***** Excerpted data *****
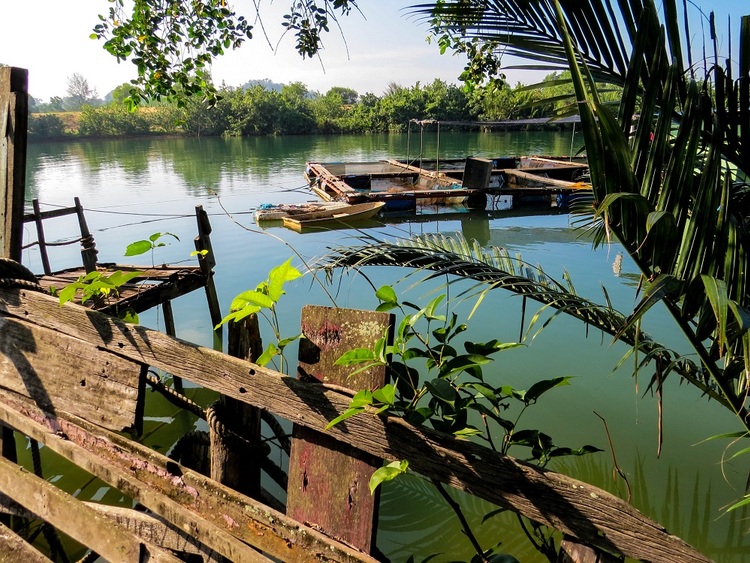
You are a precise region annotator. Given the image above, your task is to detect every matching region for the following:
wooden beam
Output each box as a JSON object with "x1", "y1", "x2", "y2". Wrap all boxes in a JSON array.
[
  {"x1": 287, "y1": 305, "x2": 394, "y2": 553},
  {"x1": 0, "y1": 288, "x2": 709, "y2": 563},
  {"x1": 209, "y1": 315, "x2": 263, "y2": 499},
  {"x1": 0, "y1": 458, "x2": 179, "y2": 563},
  {"x1": 0, "y1": 317, "x2": 143, "y2": 433},
  {"x1": 0, "y1": 390, "x2": 375, "y2": 563},
  {"x1": 0, "y1": 524, "x2": 52, "y2": 563},
  {"x1": 84, "y1": 502, "x2": 224, "y2": 563},
  {"x1": 0, "y1": 67, "x2": 29, "y2": 262},
  {"x1": 0, "y1": 493, "x2": 223, "y2": 563}
]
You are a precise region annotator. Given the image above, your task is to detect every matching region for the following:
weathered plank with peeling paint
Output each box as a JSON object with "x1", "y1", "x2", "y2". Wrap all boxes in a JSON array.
[
  {"x1": 0, "y1": 458, "x2": 179, "y2": 563},
  {"x1": 0, "y1": 390, "x2": 375, "y2": 563},
  {"x1": 287, "y1": 305, "x2": 394, "y2": 553},
  {"x1": 0, "y1": 288, "x2": 709, "y2": 563},
  {"x1": 0, "y1": 67, "x2": 29, "y2": 262},
  {"x1": 0, "y1": 498, "x2": 224, "y2": 563},
  {"x1": 0, "y1": 318, "x2": 143, "y2": 431},
  {"x1": 0, "y1": 524, "x2": 52, "y2": 563}
]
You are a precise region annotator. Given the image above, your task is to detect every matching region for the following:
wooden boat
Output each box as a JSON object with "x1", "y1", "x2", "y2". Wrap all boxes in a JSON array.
[
  {"x1": 253, "y1": 201, "x2": 347, "y2": 223},
  {"x1": 305, "y1": 156, "x2": 589, "y2": 211},
  {"x1": 282, "y1": 201, "x2": 385, "y2": 230}
]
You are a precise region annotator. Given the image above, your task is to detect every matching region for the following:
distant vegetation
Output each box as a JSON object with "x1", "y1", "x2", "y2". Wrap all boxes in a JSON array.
[{"x1": 29, "y1": 73, "x2": 612, "y2": 140}]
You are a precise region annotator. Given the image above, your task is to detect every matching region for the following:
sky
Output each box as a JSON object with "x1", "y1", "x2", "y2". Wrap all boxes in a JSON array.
[
  {"x1": 0, "y1": 0, "x2": 750, "y2": 102},
  {"x1": 0, "y1": 0, "x2": 476, "y2": 102}
]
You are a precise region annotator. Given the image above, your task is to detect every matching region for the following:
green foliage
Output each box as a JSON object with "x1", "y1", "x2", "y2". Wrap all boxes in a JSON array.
[
  {"x1": 370, "y1": 459, "x2": 409, "y2": 494},
  {"x1": 78, "y1": 106, "x2": 151, "y2": 137},
  {"x1": 125, "y1": 232, "x2": 180, "y2": 256},
  {"x1": 29, "y1": 114, "x2": 65, "y2": 140},
  {"x1": 216, "y1": 258, "x2": 302, "y2": 371},
  {"x1": 328, "y1": 286, "x2": 600, "y2": 466},
  {"x1": 57, "y1": 270, "x2": 143, "y2": 323},
  {"x1": 91, "y1": 0, "x2": 357, "y2": 109}
]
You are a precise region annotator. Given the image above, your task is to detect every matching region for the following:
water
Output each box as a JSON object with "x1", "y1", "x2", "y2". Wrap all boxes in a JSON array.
[{"x1": 24, "y1": 132, "x2": 750, "y2": 561}]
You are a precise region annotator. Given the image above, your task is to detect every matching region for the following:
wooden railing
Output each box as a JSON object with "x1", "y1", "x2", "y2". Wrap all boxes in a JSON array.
[{"x1": 0, "y1": 288, "x2": 708, "y2": 562}]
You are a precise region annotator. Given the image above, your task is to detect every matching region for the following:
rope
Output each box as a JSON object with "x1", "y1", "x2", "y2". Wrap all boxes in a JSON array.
[
  {"x1": 169, "y1": 430, "x2": 211, "y2": 463},
  {"x1": 0, "y1": 258, "x2": 44, "y2": 286},
  {"x1": 146, "y1": 370, "x2": 206, "y2": 420},
  {"x1": 78, "y1": 551, "x2": 99, "y2": 563}
]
*****
## What you are asked to do
Transcribe all the records above word for word, without their images.

## Exercise output
You are a precise region annotator. Given the image above, your task is to detect every matching region for the following:
wooden beam
Output each box as a JSON object with "x1", "y1", "x2", "y2". Wrap all boxes in a JSON array.
[
  {"x1": 287, "y1": 305, "x2": 394, "y2": 553},
  {"x1": 0, "y1": 288, "x2": 709, "y2": 563},
  {"x1": 209, "y1": 315, "x2": 263, "y2": 499},
  {"x1": 0, "y1": 458, "x2": 179, "y2": 563},
  {"x1": 0, "y1": 317, "x2": 143, "y2": 433},
  {"x1": 0, "y1": 390, "x2": 375, "y2": 563},
  {"x1": 0, "y1": 524, "x2": 52, "y2": 563},
  {"x1": 84, "y1": 502, "x2": 224, "y2": 563},
  {"x1": 0, "y1": 67, "x2": 29, "y2": 262},
  {"x1": 0, "y1": 493, "x2": 223, "y2": 563}
]
You are a precise region annotator. Given the image above, your task is to detect every matching region for the following:
weathered plank with peeling paint
Output each box as a JSON object with "x1", "y1", "x2", "y2". Wrap all boxes in a JSON array.
[
  {"x1": 0, "y1": 458, "x2": 179, "y2": 563},
  {"x1": 0, "y1": 390, "x2": 375, "y2": 563},
  {"x1": 287, "y1": 305, "x2": 394, "y2": 553},
  {"x1": 0, "y1": 288, "x2": 709, "y2": 563},
  {"x1": 0, "y1": 67, "x2": 29, "y2": 262},
  {"x1": 0, "y1": 498, "x2": 224, "y2": 563},
  {"x1": 0, "y1": 318, "x2": 143, "y2": 431},
  {"x1": 0, "y1": 524, "x2": 52, "y2": 563}
]
You are a precise region annotator. Given the image above, your task is to detect every matching region for the following:
wooden boat
Output each box as a JSON object with "x1", "y1", "x2", "y2". Wrap all boxes in a JSON array.
[
  {"x1": 253, "y1": 201, "x2": 347, "y2": 223},
  {"x1": 305, "y1": 156, "x2": 589, "y2": 211},
  {"x1": 282, "y1": 201, "x2": 385, "y2": 230}
]
You are a precise region annotator. Given the image above, your task is to detect every matching region for the following:
distant vegetation
Output each box as a JSON object with "x1", "y1", "x2", "y2". Wrap all boxes in a JSON array.
[{"x1": 29, "y1": 73, "x2": 612, "y2": 140}]
You are a precise region annotator. Given the image above, your task is to detect every matching region for the following:
sky
Output each box as a JSON object with "x1", "y1", "x2", "y2". Wrap all boxes in a JSON array.
[
  {"x1": 0, "y1": 0, "x2": 750, "y2": 102},
  {"x1": 0, "y1": 0, "x2": 476, "y2": 102}
]
You are a precise region annotator. Given the image above, your task is to detect every matching region for the following:
green foliage
Output each box as a JSON object with "x1", "y1", "x2", "y2". Wrap all boxes in a JSON array.
[
  {"x1": 370, "y1": 459, "x2": 409, "y2": 494},
  {"x1": 78, "y1": 106, "x2": 151, "y2": 137},
  {"x1": 125, "y1": 232, "x2": 180, "y2": 256},
  {"x1": 29, "y1": 114, "x2": 65, "y2": 140},
  {"x1": 216, "y1": 258, "x2": 302, "y2": 371},
  {"x1": 328, "y1": 286, "x2": 600, "y2": 466},
  {"x1": 57, "y1": 270, "x2": 143, "y2": 323},
  {"x1": 91, "y1": 0, "x2": 357, "y2": 109}
]
You are a precise region annotator. Given the image above, your task is to detect every matching region for the following:
water
Output each box as a JSON object with "x1", "y1", "x2", "y2". Wrap all boxes in a JSON array.
[{"x1": 24, "y1": 132, "x2": 750, "y2": 561}]
You are a precise region annotator. Given the image above, your task is to detect every matching region for the following:
wooden railing
Output each box as a JSON object with "x1", "y1", "x2", "y2". Wrap all boxes in a JSON array.
[{"x1": 0, "y1": 288, "x2": 708, "y2": 562}]
You are a precise region annotator. Given the image above, your task is to detect every matching region for the following:
rope
Output each box as a JSON object with "x1", "y1", "x2", "y2". Wrap all boxes in a JSON array.
[
  {"x1": 169, "y1": 430, "x2": 211, "y2": 463},
  {"x1": 0, "y1": 258, "x2": 44, "y2": 286},
  {"x1": 146, "y1": 370, "x2": 206, "y2": 420},
  {"x1": 78, "y1": 551, "x2": 99, "y2": 563}
]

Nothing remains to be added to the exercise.